**WHAT YOU ARE ASKED TO DO**
Update the data below by changing every "pin" to "mark" and keeping everything else the same. Leave the pictures out of your answer.

※ ※ ※

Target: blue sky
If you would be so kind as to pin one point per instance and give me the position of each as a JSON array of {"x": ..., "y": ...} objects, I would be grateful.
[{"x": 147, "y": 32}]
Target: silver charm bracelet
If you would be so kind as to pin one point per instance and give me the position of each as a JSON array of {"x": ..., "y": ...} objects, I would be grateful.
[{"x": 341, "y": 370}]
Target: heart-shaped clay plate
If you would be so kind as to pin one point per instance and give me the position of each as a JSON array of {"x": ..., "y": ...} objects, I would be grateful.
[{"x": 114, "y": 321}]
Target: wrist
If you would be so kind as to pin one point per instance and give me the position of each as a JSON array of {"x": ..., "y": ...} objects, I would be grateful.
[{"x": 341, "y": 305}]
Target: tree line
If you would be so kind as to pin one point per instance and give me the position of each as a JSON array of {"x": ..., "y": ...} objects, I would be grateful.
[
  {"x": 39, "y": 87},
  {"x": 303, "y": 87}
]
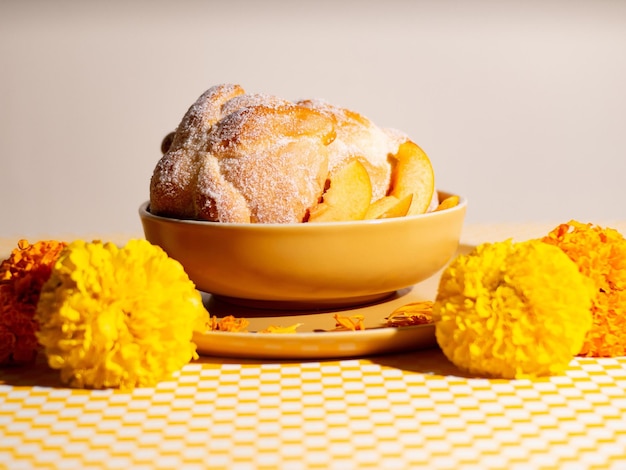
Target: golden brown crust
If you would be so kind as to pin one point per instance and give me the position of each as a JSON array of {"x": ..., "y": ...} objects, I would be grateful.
[{"x": 238, "y": 157}]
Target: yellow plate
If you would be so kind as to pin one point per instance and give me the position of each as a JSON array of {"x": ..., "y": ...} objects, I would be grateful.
[{"x": 314, "y": 340}]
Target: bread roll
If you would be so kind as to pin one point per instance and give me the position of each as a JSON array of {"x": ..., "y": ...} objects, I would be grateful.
[{"x": 238, "y": 157}]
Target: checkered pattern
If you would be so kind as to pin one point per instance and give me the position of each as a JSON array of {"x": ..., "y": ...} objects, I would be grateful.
[{"x": 409, "y": 411}]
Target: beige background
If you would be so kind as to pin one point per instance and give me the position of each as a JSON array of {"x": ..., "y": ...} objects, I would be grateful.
[{"x": 520, "y": 105}]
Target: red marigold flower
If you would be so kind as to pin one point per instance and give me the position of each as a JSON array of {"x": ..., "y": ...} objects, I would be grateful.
[{"x": 22, "y": 276}]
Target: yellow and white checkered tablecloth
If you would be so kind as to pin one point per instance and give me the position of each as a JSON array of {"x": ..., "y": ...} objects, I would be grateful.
[{"x": 414, "y": 410}]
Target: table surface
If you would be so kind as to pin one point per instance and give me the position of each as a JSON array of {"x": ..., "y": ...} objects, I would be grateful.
[{"x": 410, "y": 410}]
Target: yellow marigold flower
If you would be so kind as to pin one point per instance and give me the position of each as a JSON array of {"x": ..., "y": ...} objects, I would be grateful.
[
  {"x": 512, "y": 310},
  {"x": 600, "y": 254},
  {"x": 22, "y": 275},
  {"x": 118, "y": 317}
]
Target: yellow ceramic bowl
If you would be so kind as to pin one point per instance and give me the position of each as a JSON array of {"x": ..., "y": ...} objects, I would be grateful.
[{"x": 317, "y": 265}]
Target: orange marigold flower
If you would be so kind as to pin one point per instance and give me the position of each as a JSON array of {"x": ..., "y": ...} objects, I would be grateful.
[
  {"x": 22, "y": 275},
  {"x": 600, "y": 254},
  {"x": 512, "y": 310}
]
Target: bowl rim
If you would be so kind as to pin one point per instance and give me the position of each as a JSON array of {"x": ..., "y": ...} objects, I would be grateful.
[{"x": 144, "y": 212}]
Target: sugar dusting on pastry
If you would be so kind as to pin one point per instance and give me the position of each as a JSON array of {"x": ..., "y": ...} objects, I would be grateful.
[{"x": 243, "y": 157}]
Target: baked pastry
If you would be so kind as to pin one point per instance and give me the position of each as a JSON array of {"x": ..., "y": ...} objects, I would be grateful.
[{"x": 239, "y": 157}]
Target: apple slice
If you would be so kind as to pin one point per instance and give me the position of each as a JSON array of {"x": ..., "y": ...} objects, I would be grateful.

※ ※ ※

**ANSWER TO THIS TASK**
Target: blue sky
If you would be so kind as to mark one point per instance and give me the position of each as a JSON array of {"x": ..., "y": ...} objects, I would be grateful.
[{"x": 147, "y": 32}]
Target: silver charm bracelet
If you would be so kind as to mark one point per instance and give me the position of each as a JSON array of {"x": ..., "y": ...} objects, I would be grateful.
[{"x": 341, "y": 370}]
Target: heart-shaped clay plate
If you would be so kind as to mark one point per instance and give me the position of each as a JSON array of {"x": ..., "y": ...} objects, I would be grateful.
[{"x": 114, "y": 321}]
Target: wrist
If you would be so kind as to mark one point per instance and give me the position of each as a JSON array of {"x": ..., "y": ...} objects, I would be grateful.
[{"x": 341, "y": 305}]
Target: tree line
If you would be so kind as to mark one point per instance and give me the position of each as a JSON array of {"x": ..., "y": ...} objects, I would be grateful.
[
  {"x": 39, "y": 87},
  {"x": 303, "y": 87}
]
Target: golden brown crust
If you would be so kind as to mark one point per instance and give me the position of each as a JSON array of {"x": ..., "y": ...} objects, I would be grateful.
[{"x": 238, "y": 157}]
Target: yellow plate
If you would be so kind as to mark one point per instance and give me the position of each as a JSON array of {"x": ..., "y": ...} objects, I would be grateful.
[{"x": 314, "y": 340}]
Target: bread roll
If you would be so kind as to mark one point per instance and give me the position of each as a JSON array of {"x": ..., "y": ...} objects, I would be grateful.
[{"x": 238, "y": 157}]
Target: checkered pattern
If you would be so kind as to mark one point per instance and give me the position of each as a JSON array of {"x": ..., "y": ...} objects, I would be grateful.
[{"x": 409, "y": 411}]
Target: beige background
If you would be so kind as to mark one point per instance and give me the position of each as a JSON array of {"x": ..., "y": ...} objects, I would be grateful.
[{"x": 520, "y": 105}]
Target: red marigold flower
If you would be so kind as to mark one point per instance and give me the position of each as a JSON array of {"x": ..., "y": ...} objects, I would be grateful.
[{"x": 22, "y": 276}]
Target: yellow and white checkered tablecloth
If you would be so kind as to mark one point per instance and give me the position of each as a JSON array of {"x": ..., "y": ...} objects, I would be grateful.
[{"x": 414, "y": 410}]
Target: table surface
If you would be so kind as to mark one point per instance and give me the position of each as a JSON array of {"x": ..., "y": ...} objects, I would be grateful.
[{"x": 410, "y": 410}]
Target: yellow marigold flower
If you would be so kind as to mark one point per instance and give me the position of each as a JSON array of {"x": ..., "y": ...} objects, I would be grateful.
[
  {"x": 512, "y": 310},
  {"x": 600, "y": 254},
  {"x": 22, "y": 275},
  {"x": 118, "y": 317}
]
Target: yellow ceramic bowl
If you would be so kind as to mark one point per instance and give me the position of each as a JSON array of {"x": ..., "y": ...} objects, I would be grateful.
[{"x": 317, "y": 265}]
Target: orange marigold flower
If you would be so kind as to mark one point per instance and give me the position of each as a JSON array of {"x": ..., "y": ...} objects, I would be grateful.
[
  {"x": 22, "y": 275},
  {"x": 600, "y": 254},
  {"x": 512, "y": 310}
]
Target: bowl rim
If you would be so kind as to mark one point per instance and give me the position of each as a JSON array of {"x": ..., "y": ...} objects, I would be grateful.
[{"x": 144, "y": 212}]
Target: sugar dusting on pastry
If you would be so kind as to mark one point per instance and give me the position of each as a JSON array of {"x": ..., "y": ...} objects, I would be grateful.
[{"x": 243, "y": 157}]
Target: baked pastry
If you would be so kind as to mark one point per instance and give me the position of each as a JSON array of {"x": ..., "y": ...} objects, I would be grateful.
[{"x": 239, "y": 157}]
Target: apple slice
If you would be so kind as to mark one point per instance and give me the position of each as a JSON array of {"x": ..., "y": ...} objects, I would be grateful.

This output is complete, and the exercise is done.